Excerpted passage:
+ + +

Lesson 1. Cutting Losses

 The first sell rule is to get rid of any stock that falls 8% below your purchase price.

 It’s critical to follow this loss-cutting rule regardless of how highly you value a stock. Personal opinions get in the way of smart selling decisions.

 The larger the loss, the higher the recovery you need to get back to the break-even level. (A 50% loss requires a 100% gain to break even.)

 Strong stocks sometimes initially retreat close to their buy point (as determined by the stock’s chart pattern). This doesn’t necessarily mean you have to sell, unless the stock goes 8% below the purchase price.

 Avoid making sell decisions based on tax concerns or commission rates.

Lesson 2. Taking Profits

 A simple, clear-cut strategy is to sell after your stock has gained 25%, unless the stock has gone up 20% in just one to three weeks.

 Stock charts are especially helpful in spotting signs of weakness in stocks, often providing clues much earlier than any fundamental indicators show.

 Look for climax runs, exhaustion gaps, failed breakouts, significant violations of the 50-day moving average and other characteristics of a weakening stock.

+ + +

Given exercise: Carry on the lessons on selling stocks from the point where they stop, keeping the same lesson-and-rule format. The records play no part in this work.

+ + +

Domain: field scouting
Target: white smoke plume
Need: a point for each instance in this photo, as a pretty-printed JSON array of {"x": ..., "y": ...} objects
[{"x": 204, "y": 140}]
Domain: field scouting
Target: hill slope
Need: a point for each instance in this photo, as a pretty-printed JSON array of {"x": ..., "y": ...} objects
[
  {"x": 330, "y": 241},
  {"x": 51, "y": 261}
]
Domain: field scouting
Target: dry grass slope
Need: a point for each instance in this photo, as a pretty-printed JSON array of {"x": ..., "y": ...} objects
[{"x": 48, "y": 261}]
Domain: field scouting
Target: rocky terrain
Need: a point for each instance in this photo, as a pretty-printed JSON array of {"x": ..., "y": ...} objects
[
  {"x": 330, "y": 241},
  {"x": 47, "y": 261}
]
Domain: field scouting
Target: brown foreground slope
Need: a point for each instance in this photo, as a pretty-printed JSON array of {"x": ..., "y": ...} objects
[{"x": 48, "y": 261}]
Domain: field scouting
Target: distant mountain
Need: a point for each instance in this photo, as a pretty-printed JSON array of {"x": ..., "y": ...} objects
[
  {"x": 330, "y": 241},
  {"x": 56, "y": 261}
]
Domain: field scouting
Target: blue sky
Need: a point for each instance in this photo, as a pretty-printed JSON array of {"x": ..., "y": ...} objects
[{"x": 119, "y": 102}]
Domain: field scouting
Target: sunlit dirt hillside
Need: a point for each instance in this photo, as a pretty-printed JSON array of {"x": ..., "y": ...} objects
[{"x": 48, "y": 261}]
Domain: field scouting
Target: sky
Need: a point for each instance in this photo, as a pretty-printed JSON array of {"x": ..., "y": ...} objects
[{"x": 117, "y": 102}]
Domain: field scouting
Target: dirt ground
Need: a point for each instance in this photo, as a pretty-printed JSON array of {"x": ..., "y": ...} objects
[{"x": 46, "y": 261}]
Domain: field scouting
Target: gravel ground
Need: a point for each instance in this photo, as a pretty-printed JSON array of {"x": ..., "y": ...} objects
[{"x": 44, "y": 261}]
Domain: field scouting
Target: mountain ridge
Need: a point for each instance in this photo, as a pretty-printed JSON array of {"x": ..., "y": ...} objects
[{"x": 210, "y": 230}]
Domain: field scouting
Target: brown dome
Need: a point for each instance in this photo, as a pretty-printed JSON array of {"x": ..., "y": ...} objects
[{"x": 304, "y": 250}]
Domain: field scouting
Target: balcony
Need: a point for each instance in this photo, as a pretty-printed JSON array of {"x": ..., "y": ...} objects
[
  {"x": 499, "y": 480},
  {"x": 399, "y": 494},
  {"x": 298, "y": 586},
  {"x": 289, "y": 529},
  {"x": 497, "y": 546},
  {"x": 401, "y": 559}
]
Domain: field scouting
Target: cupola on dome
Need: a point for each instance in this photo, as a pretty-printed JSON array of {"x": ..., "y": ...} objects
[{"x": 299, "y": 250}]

+ + +

Task answer:
 Remember to check the market direction daily. If the market comes under distribution and weakens, your stocks will have a hard time making any further advances.

Lesson 3. Selling Indicators

 Consider selling a stock if it shows fundamental signs of weakness, such as a steady deceleration in earnings or sales.

 Watch for weakness in the stock’s industry group. When the leading stocks in an industry decline, the other stocks in the group may typically go down, too.

 If there are signs that mutual funds are consistently selling the stock, you should consider selling.

 Too many stock splits close together in time can push a stock lower.